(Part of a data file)
· · · · · · ·
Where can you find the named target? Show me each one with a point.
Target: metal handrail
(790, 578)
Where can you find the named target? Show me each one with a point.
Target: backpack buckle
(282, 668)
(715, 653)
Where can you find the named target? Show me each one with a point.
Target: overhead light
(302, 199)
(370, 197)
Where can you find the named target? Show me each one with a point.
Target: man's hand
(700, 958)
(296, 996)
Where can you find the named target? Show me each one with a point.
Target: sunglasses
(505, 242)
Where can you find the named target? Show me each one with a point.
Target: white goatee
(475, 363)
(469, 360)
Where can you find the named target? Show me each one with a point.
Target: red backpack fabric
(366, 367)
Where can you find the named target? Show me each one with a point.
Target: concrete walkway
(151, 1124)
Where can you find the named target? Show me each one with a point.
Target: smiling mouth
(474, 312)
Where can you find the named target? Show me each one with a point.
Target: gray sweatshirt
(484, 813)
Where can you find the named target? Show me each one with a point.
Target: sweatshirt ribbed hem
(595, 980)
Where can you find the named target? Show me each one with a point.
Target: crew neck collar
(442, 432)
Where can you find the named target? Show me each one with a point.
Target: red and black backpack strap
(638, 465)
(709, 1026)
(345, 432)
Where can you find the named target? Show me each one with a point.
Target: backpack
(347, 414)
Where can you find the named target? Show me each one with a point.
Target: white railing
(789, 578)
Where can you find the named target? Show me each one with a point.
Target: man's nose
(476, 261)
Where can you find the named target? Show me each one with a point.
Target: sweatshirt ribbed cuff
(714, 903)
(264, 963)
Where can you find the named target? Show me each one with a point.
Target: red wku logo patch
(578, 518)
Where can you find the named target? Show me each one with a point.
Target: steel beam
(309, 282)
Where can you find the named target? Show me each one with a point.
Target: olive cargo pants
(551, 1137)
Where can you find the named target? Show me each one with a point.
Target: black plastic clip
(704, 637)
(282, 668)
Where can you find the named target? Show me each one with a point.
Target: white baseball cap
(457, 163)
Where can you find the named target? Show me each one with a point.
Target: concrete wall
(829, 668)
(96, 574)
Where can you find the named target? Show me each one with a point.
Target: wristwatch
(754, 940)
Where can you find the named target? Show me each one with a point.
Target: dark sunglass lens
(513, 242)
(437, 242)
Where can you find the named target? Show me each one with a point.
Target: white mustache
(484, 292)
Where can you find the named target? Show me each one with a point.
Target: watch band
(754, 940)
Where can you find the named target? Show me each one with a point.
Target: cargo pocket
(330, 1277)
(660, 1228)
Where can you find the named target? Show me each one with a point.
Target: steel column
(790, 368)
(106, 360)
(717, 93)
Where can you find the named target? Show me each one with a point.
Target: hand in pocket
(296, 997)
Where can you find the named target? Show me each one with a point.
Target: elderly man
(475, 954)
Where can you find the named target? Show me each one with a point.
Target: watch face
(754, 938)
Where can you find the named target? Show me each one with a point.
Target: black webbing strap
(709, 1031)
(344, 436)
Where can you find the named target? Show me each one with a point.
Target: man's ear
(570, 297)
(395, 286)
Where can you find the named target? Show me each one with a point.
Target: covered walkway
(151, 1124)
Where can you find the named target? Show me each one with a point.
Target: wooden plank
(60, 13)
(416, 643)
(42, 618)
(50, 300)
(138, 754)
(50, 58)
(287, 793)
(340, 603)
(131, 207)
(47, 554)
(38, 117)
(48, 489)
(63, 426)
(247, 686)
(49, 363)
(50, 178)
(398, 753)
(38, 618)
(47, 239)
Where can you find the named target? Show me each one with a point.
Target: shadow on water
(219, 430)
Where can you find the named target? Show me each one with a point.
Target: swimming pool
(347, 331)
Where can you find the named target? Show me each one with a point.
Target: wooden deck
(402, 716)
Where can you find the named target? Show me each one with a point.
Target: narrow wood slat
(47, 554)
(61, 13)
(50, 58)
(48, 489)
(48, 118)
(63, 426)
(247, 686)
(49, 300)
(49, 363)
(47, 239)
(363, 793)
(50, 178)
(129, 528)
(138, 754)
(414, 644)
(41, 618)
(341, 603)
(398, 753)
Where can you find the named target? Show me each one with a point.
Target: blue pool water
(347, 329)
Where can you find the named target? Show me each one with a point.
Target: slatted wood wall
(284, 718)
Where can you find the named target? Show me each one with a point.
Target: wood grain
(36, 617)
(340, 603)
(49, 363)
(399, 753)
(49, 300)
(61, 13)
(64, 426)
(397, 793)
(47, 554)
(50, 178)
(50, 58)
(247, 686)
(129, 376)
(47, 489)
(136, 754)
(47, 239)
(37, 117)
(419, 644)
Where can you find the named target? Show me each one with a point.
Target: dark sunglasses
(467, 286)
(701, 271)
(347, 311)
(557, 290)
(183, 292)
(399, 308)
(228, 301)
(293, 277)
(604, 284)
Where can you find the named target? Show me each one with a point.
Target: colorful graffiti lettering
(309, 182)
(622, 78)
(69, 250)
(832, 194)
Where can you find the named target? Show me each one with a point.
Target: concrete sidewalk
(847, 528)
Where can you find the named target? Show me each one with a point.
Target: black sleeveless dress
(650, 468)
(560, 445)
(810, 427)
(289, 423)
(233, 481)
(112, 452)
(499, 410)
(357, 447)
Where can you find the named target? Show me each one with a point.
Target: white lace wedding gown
· · · · · · ·
_WHAT YOU ARE ASKED TO DO_: Count the lines in the items above that contain the word "concrete". Give only the number.

_RESULT_: 3